IBD Awareness

The Grief of IBD

No one really talks about the grief that chronic illness patients experience. Having a chronic illness is not always about dealing with the symptoms. It is largely about understanding and accepting feelings of loss, helplessness, and uncertainty. I have had a tough few weeks and I saw these posts on social media recently that helped describe how I was feeling.

@livingwithulcerativecolitis on Instagram
@mindfullyevie on Instagram

I have a lot going on in my life at the moment – most of it good, but some of it bad. I feel an extreme sense of overwhelm and dread to face each day because of not knowing what may be coming next. I am a planner and I like to be prepared, but living with a chronic illness does not allow that. I have to remind myself that situations are only temporary and how I react to it will ultimately determine my fate.

When I get overwhelmed, I get stressed. And stress takes a negative toll on my body and causes a flare. Then I get stressed about being stressed and it’s only a vicious cycle from there. Once I am in the cycle, it’s hard to get out. I get a little stubborn when it comes to reaching out for help, but a good pep talk always helps – whether I want it or not.

I feel the mental and emotional tolls of having IBD on a daily basis – even when I am feeling good and not experiencing symptoms. The amount of time I spend worrying about my disease and what the future holds is incomparable to anything else I think about. I think about what life would be like if I was never diagnosed with IBD, if I was able to pursue the things I love without being held back, and what else I would worry about if IBD did not exist. The “what if’s” in life are dangerous.

▬▬▬▬▬▬▬▬▬▬

**STUDY QUESTIONS:**
[a] In the piece on the grief of IBD, what does the writer say stress does to the body?
[b] Carry on the piece about the grief of IBD from its last sentence, in the same first-person voice.
The items have nothing to do with this.

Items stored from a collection

▬▬▬▬▬▬▬▬▬▬

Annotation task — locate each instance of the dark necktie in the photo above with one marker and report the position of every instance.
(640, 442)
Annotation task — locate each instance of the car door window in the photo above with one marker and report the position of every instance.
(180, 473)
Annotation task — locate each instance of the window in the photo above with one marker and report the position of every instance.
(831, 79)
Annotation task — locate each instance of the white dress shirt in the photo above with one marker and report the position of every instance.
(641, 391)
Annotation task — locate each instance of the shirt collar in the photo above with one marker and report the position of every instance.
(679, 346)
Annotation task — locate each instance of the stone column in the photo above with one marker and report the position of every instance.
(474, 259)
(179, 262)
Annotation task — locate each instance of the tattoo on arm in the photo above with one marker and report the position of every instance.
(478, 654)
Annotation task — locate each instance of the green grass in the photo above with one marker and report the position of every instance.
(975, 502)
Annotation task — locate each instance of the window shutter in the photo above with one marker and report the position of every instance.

▬▬▬▬▬▬▬▬▬▬

**TASK-BY-TASK OUTPUTS:**
[a] Stress takes a negative toll on the writer's body and causes a flare.

[b]
I realize that I suffer from anxiety and it largely stems from my disease. Research shows that up to 40% of IBD patients suffer from anxiety or depression. Some days I want to lock myself up in my house and stay in bed all day, because facing the world takes too much of my energy. I am really good at putting on a brave face each day, but on the inside I am struggling to bridge the gap between who I am and who I want to be. I expend so much of my energy outwards trying to make other people happy that I forget to leave some energy for myself. The grief and anxiety swallows me whole.

If it wasn’t for my friends and family who reach out when they know I am struggling, I would not have hope. It is easy to isolate yourself when you feel down and reject help, but it’s okay to ask and be vulnerable. We are only human – we were not designed to be perfect. Please check on your friends and family frequently. You never know if they are struggling inside.

IBD, or any chronic illness for that matter, is something I do not wish on anyone. It’s a very difficult journey to navigate and it does not just start when you are diagnosed. I want more people to be aware of how these chronic illnesses affect us and how meaningful it is to have conversations about this. We need to remove the stigma around these types of conversations and show each other and ourselves a little grace once in a while.

Cheers to moving forward with a strong heart, mind, and body.